The opinion of the court was delivered by: Morrison C. England, Jr. United States District Judge
Petitioner is a state prisoner proceeding pro se with a petition for writ of habeas corpus pursuant to 28 U.S.C. § 2254. On May 7, 2008, the previously assigned District Judge issued an Order that denied the petition for writ of habeas corpus on the merits. Petitioner filed a notice of appeal on May 21, 2008. This Court did not grant or deny a certificate of appealability, because prisoners challenging parole decisions via habeas corpus were not required to obtain said certificates pursuant to governing circuit court precedent. See White v. Lambert, 370 F.3d 1002, 1004 (9th Cir. 2004); Rosas v. Nielsen, 428 F.3d 1229, 1231-32 (9th Cir. 2005) (per curiam).
On April 22, 2010, the Ninth Circuit issued its decision in Hayward v. Marshall, No. 06-55392, 2010 WL 1664977 (9th Cir. Apr.22, 2010) (en banc). In Hayward, the Ninth Circuit held, inter alia, that prisoners are required to obtain a certificate of appealability to review the denial of a habeas petition challenging an administrative decision such as the denial of parole by the parole board. Id. at *5. Pursuant to its decision in Hayward, on May 17, 2010, the Ninth Circuit remanded this case to this Court for the limited purpose of granting or denying a certificate of appealability.
A state prisoner seeking a writ of habeas corpus has no absolute entitlement to appeal a district court's denial of his petition, and an appeal is only allowed in certain circumstances. Miller-El v. Cockrell, 537 U.S. 322, 335- 36 (2003). The controlling statute in determining whether to issue a certificate of appealability is 28 U.S.C. § 2253, which provides as follows:
(a) In a habeas corpus proceeding or a proceeding under section 2255 before a district judge, the final order shall be subject to review, on appeal, by the court of appeals for the circuit in which the proceeding is held.

——

▸ **Required task**: Reproduce verbatim the part of the court opinion above that runs from "The opinion of" up to and including "2005) (per curiam).".

▸ **Entries supplied**:
——

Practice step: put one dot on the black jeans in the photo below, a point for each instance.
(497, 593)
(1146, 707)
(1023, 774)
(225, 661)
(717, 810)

——

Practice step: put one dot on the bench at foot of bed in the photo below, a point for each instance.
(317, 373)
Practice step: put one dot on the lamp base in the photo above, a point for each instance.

——

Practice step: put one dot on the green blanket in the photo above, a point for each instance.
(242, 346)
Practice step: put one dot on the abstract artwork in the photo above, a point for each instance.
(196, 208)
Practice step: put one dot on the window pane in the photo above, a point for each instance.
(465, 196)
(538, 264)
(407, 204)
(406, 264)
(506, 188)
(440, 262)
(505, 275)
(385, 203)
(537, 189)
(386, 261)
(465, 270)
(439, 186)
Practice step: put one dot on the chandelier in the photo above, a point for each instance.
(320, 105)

——

▸ **Exercise response**:
The opinion of the court was delivered by: Morrison C. England, Jr. United States District Judge
Petitioner is a state prisoner proceeding pro se with a petition for writ of habeas corpus pursuant to 28 U.S.C. § 2254. On May 7, 2008, the previously assigned District Judge issued an Order that denied the petition for writ of habeas corpus on the merits. Petitioner filed a notice of appeal on May 21, 2008. This Court did not grant or deny a certificate of appealability, because prisoners challenging parole decisions via habeas corpus were not required to obtain said certificates pursuant to governing circuit court precedent. See White v. Lambert, 370 F.3d 1002, 1004 (9th Cir. 2004); Rosas v. Nielsen, 428 F.3d 1229, 1231-32 (9th Cir. 2005) (per curiam).